Input records –
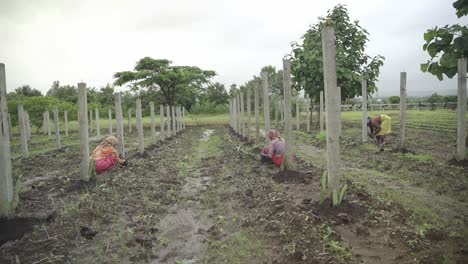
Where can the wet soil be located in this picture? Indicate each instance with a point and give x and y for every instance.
(197, 198)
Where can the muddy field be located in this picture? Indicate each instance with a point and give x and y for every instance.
(201, 198)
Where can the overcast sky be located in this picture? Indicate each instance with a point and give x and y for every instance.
(89, 40)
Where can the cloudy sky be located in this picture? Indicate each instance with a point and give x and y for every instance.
(89, 40)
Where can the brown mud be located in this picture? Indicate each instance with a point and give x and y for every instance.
(197, 198)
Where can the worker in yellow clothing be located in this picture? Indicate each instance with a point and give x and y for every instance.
(380, 126)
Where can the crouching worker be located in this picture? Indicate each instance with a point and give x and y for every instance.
(105, 156)
(380, 126)
(275, 151)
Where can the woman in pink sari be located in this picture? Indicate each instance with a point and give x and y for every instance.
(105, 156)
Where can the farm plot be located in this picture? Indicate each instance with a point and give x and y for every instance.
(198, 199)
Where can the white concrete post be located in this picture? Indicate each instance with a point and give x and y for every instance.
(98, 125)
(129, 120)
(153, 123)
(461, 110)
(65, 117)
(321, 112)
(276, 106)
(308, 112)
(57, 128)
(174, 129)
(332, 108)
(287, 113)
(161, 121)
(297, 114)
(183, 118)
(119, 123)
(90, 121)
(403, 110)
(266, 104)
(239, 125)
(28, 125)
(139, 117)
(364, 110)
(257, 116)
(242, 115)
(234, 109)
(6, 179)
(110, 121)
(83, 125)
(249, 124)
(168, 112)
(49, 131)
(9, 125)
(44, 123)
(23, 132)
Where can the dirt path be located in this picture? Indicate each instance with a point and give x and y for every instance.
(197, 199)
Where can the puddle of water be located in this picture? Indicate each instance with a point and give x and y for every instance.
(185, 233)
(12, 229)
(194, 186)
(206, 135)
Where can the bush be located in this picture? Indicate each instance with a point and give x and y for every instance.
(208, 108)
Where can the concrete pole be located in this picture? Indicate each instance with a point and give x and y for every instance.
(44, 123)
(249, 124)
(297, 114)
(174, 130)
(90, 121)
(98, 125)
(364, 110)
(129, 120)
(234, 113)
(332, 108)
(168, 113)
(110, 121)
(6, 179)
(230, 112)
(161, 121)
(239, 125)
(28, 126)
(242, 115)
(266, 104)
(139, 117)
(461, 109)
(257, 116)
(119, 123)
(57, 128)
(65, 117)
(9, 125)
(49, 132)
(339, 109)
(84, 137)
(276, 105)
(183, 116)
(403, 110)
(287, 112)
(23, 132)
(153, 123)
(321, 112)
(282, 110)
(308, 112)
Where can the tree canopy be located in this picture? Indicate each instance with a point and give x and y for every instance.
(446, 45)
(351, 60)
(176, 83)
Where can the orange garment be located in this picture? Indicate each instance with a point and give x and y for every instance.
(104, 151)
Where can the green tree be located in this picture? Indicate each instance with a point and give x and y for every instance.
(67, 93)
(351, 60)
(26, 90)
(446, 45)
(394, 99)
(174, 82)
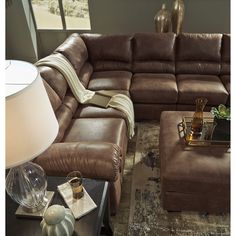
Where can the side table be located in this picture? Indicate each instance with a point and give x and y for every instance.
(91, 224)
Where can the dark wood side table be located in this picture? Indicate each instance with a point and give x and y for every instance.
(92, 224)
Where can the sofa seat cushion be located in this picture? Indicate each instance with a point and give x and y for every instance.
(226, 82)
(110, 80)
(111, 130)
(154, 88)
(193, 86)
(91, 111)
(87, 111)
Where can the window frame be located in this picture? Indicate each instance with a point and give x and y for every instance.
(63, 20)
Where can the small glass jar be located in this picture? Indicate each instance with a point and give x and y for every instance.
(197, 121)
(75, 180)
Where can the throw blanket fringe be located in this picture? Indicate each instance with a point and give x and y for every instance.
(118, 101)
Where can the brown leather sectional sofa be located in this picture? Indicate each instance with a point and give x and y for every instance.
(158, 71)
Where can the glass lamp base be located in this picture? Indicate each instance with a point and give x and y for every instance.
(38, 211)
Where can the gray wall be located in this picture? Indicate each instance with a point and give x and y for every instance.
(21, 43)
(130, 16)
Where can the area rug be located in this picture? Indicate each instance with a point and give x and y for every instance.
(146, 216)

Exercise details – The lines to quote run from the one containing "Where can the small" through the final line of the material above; please give them exactly, both ends included, and nothing else.

Task result –
Where can the small glass jar be located in this picture? Indicate each instance with a point and give x and y for every instance.
(197, 121)
(75, 180)
Where can the throw blanket fringe be located in this picture? Indicate each instance with a point and give x and y for every instance.
(118, 101)
Where can the brown leather sectional sofa be located in this picture? Indicate each instance with a point and give x and y for every instance.
(158, 71)
Where can the glass lamp base be located in this picture? Indicate each instance with a point and give x and y for every instance.
(38, 211)
Where can the gray wall be located in this picture? Indicate each instance with a point and give x and y for every instance.
(21, 43)
(130, 16)
Where can the area rug be located in this picture? Indicate each instance with a point and give x and y for every instance.
(146, 216)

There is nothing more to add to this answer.